EXERCISE: Your task is to quote the records from their first line through the line containing "I need to find the shrub", with nothing added or left out.

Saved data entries
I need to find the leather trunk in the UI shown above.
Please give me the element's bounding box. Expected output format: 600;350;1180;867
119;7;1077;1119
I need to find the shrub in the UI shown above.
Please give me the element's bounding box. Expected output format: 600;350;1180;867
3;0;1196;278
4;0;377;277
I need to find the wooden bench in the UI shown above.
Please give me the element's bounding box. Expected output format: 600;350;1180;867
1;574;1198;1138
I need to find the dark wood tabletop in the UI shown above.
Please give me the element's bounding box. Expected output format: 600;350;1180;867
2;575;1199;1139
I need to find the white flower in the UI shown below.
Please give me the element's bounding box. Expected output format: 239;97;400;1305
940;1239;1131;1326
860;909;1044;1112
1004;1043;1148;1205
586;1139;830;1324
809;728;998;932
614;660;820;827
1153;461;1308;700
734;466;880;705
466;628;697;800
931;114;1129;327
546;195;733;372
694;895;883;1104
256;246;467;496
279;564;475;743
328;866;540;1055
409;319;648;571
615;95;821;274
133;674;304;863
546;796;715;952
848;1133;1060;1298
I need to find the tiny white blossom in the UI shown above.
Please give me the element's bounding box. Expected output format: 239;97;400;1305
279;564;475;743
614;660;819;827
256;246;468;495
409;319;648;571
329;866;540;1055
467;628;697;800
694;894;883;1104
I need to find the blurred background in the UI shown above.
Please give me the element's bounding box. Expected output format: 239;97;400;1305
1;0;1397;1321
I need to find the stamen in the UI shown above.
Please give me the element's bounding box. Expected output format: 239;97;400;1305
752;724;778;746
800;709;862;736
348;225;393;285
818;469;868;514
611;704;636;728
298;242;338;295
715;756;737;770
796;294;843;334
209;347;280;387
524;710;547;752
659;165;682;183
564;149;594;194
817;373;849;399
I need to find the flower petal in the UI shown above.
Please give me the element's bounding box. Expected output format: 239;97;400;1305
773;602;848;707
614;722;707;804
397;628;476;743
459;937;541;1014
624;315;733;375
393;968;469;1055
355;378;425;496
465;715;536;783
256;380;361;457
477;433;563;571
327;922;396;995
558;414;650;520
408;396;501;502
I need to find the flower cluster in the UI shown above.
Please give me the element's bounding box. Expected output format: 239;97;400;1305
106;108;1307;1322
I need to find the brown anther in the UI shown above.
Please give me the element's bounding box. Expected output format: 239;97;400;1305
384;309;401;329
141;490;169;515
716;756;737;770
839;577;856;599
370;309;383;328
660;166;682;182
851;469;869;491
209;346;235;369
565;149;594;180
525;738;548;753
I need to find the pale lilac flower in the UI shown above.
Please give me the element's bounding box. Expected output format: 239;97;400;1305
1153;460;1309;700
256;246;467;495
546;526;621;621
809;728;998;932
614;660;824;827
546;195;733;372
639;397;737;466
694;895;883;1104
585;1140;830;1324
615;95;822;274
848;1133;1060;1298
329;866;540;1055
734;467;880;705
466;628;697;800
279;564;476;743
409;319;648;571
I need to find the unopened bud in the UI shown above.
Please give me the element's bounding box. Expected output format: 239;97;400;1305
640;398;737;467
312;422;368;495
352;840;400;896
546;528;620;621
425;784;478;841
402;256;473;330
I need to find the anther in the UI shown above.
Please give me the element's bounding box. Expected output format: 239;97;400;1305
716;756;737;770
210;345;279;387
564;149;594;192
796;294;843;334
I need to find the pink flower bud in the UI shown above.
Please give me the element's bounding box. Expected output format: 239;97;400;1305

SOLVED EXERCISE:
I need to find the leather trunk in the UI shown above.
Please give me the element's bounding box. Expected output format: 600;350;1180;867
119;7;1077;1119
I need to find the shrub in the UI shown above.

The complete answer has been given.